▸ The request: Could you copy out every row, from the one containing "Please identify where the couple" down to the one containing "(67, 26), (77, 55)", with both of those rows included?

══ Given records ══

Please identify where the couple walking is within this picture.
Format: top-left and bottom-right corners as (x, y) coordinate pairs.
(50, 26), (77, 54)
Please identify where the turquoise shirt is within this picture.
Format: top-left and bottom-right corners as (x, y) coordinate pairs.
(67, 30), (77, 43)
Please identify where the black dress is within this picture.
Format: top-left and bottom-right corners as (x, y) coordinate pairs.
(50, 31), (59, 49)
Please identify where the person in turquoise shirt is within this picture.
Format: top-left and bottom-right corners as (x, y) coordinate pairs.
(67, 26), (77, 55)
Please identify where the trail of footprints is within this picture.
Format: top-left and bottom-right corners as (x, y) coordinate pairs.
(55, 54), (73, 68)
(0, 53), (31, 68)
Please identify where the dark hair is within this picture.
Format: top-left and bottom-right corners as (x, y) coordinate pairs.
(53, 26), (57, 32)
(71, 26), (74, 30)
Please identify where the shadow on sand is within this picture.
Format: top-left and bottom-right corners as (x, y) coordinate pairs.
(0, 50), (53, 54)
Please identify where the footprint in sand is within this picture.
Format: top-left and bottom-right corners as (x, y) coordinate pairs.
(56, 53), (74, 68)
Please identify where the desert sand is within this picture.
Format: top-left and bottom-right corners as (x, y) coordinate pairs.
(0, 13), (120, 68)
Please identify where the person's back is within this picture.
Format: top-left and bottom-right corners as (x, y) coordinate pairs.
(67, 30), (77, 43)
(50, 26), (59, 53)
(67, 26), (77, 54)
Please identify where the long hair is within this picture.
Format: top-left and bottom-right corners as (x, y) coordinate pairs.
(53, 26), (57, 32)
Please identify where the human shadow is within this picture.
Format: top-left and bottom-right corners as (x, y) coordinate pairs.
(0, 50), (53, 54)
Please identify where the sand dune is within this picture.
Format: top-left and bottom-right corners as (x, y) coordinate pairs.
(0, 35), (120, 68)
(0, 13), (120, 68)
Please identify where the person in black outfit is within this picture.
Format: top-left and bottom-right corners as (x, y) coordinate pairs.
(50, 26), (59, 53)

═══
══ Given records ══

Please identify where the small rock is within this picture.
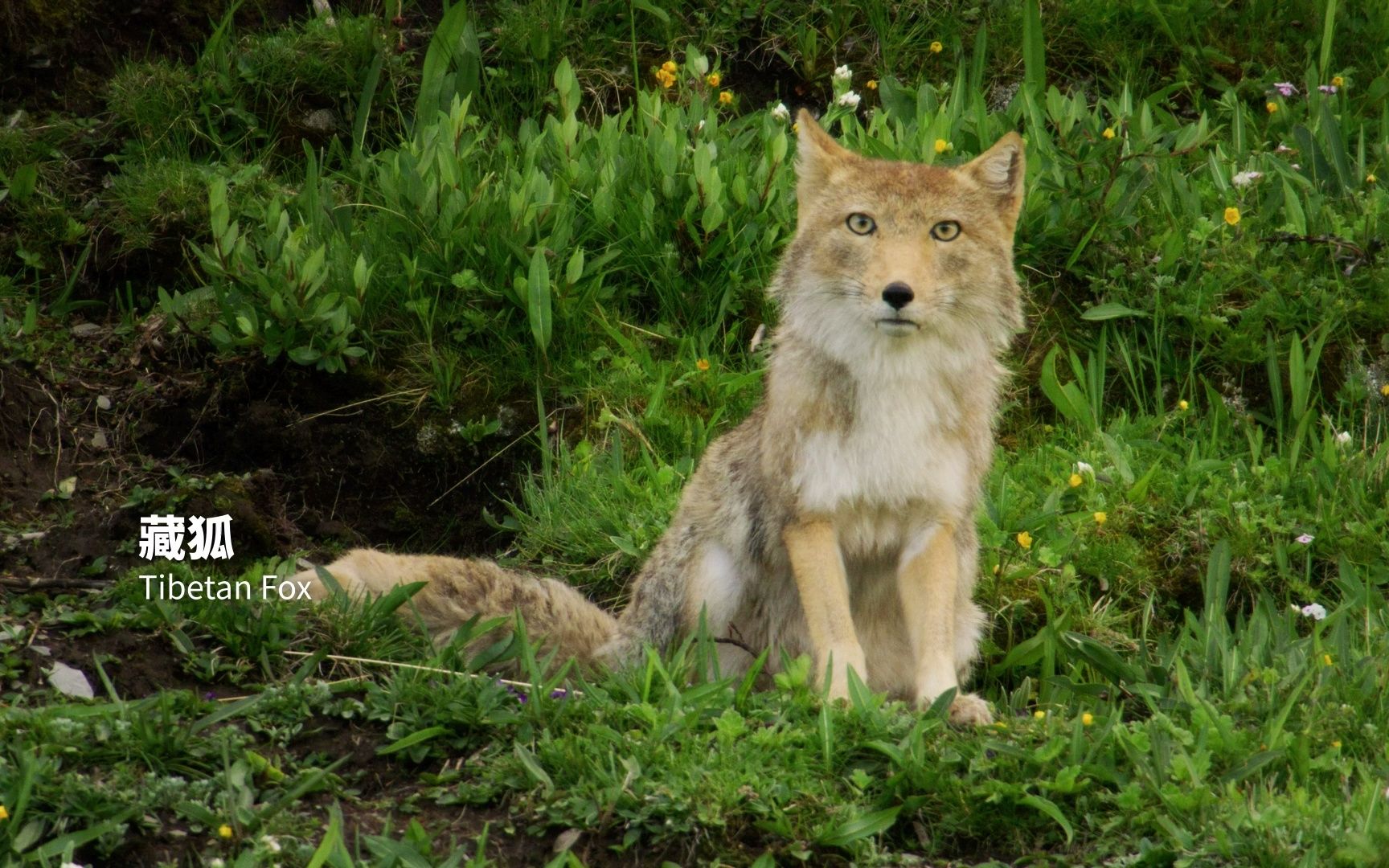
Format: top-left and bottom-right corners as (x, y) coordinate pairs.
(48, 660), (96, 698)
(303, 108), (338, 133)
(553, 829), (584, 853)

═══

▸ The output:
Please identify where the couple walking is within this picture.
Format: top-left and bottom-right corners as (x, y) coordinate pairs.
(50, 26), (77, 54)
Please identify where the turquoise shirt is within this picture.
Format: top-left and bottom-right corners as (x, y) coordinate pairs.
(67, 30), (77, 43)
Please identify where the black dress is within this picture.
Format: top-left and bottom-right corners as (x, y) coordinate pairs.
(50, 31), (59, 49)
Please identify where the person in turquoise shirt is within this picture.
Format: top-left and bottom-right corners as (x, y) coordinate pairs.
(67, 26), (77, 55)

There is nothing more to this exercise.